## Requirements
Continue the passage about dating the scrolls, picking up right after its last sentence.

## Selection

Might they contain something compromising, something that
challenges, possibly even refutes, established traditions?
Certainly official interpretation ensured that they did not. There is,
of course, nothing to suggest any deliberate or systematic falsification
of evidence on the part of the international team. But for Father de
Vaux, his most intensely personal convictions were deeply engaged and
were bound to have exerted some influence. The key factor in
determining the significance of the scrolls, and their relation, or lack of
it, to Christianity, consisted, of course, in their dating. Were they pre-
or post-Christian? How closely did they coincide with Jesus' activities,
around AD 30? With the travels and letters of Paul, roughly between
AD 40 and 65? With the composition of the Gospels, between AD 70
and 95? Whatever the date ascribed to them, they might be a source of
possible embarrassment to Christendom, but the degree of
embarrassment would be variable. If, for example, the scrolls could be
dated from well before the Christian era, they might threaten to
compromise Jesus' originality and uniqueness - might show some of
his words and concepts to have been not wholly his own, but to have
derived from a current of thought, teaching and tradition already
established and 'in the air'. If the scrolls dated from Jesus' lifetime,
however, or from shortly thereafter, they might prove more
embarrassing still. They might be used to argue that the 'Teacher of
Righteousness' who figures in them was Jesus himself, and that Jesus
was not therefore perceived as divine by his contemporaries. Moreover,
the scrolls contained or implied certain premises inimical to subsequent
images of 'early Christianity'. There were, for example, statements of a
militant messianic nationalism associated previously only with the
Zealots - when Jesus was supposed to be non-political, rendering unto
Caesar what was Caesar's. It might even emerge that Jesus had never
dreamed of founding a new religion or of contravening Judaic law.

## Information given
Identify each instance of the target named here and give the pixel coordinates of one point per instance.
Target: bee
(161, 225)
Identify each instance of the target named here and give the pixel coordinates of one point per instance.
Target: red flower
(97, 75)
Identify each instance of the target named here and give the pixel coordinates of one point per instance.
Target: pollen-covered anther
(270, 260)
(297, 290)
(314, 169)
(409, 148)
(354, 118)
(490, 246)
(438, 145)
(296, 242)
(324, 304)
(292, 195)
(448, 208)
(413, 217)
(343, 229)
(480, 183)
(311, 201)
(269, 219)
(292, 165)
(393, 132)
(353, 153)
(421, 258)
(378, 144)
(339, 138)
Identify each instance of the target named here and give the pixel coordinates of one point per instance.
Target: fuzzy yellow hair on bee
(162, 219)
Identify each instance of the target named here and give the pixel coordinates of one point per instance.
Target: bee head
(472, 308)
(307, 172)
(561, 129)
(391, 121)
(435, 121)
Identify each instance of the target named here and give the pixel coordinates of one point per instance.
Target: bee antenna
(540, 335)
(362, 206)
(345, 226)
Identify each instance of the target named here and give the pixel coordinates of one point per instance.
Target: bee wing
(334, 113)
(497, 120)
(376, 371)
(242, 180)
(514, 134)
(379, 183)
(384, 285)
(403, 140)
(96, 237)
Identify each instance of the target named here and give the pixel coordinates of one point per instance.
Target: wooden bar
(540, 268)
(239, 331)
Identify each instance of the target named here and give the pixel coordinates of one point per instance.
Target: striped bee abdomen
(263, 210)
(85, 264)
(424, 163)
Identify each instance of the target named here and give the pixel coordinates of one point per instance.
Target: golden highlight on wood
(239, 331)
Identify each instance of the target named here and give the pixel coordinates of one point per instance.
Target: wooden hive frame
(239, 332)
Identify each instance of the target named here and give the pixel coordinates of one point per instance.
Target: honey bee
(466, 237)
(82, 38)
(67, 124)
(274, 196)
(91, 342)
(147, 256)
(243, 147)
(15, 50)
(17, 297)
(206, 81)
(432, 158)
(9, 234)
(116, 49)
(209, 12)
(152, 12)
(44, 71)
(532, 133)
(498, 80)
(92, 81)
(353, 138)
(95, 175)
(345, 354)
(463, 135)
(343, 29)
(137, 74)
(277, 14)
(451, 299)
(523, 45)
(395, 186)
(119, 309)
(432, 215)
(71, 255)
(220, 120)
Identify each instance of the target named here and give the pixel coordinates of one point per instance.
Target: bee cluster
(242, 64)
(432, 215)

## The reply
128
The evidence can be interpreted in a number of plausible ways,
some of which are less compromising to Christendom than others. It is
hardly surprising, in the circumstances, that de Vaux should have
inclined towards and promulgated the less compromising
interpretations. Thus, while it was never stated explicitly, a necessity
prevailed to read or interpret the evidence in accordance with certain
governing principles. So far as possible, for example, the scrolls and
their authors had to be kept as dissociated as possible from 'early
Christianity' - as depicted in the New Testament - and from the
mainstream of lst-century Judaism, whence 'early Christianity' sprang.
It was in adherence to such tenets that the orthodoxy of interpretation
established itself and a scholarly consensus originated.
Thus, the conclusions to which Father de Vaux's team came in their
interpretation of the scrolls conformed to certain general tenets, the
more important of which can be summarised as follows:
1. The Qumran texts were seen as dating from long prior to the
Christian era.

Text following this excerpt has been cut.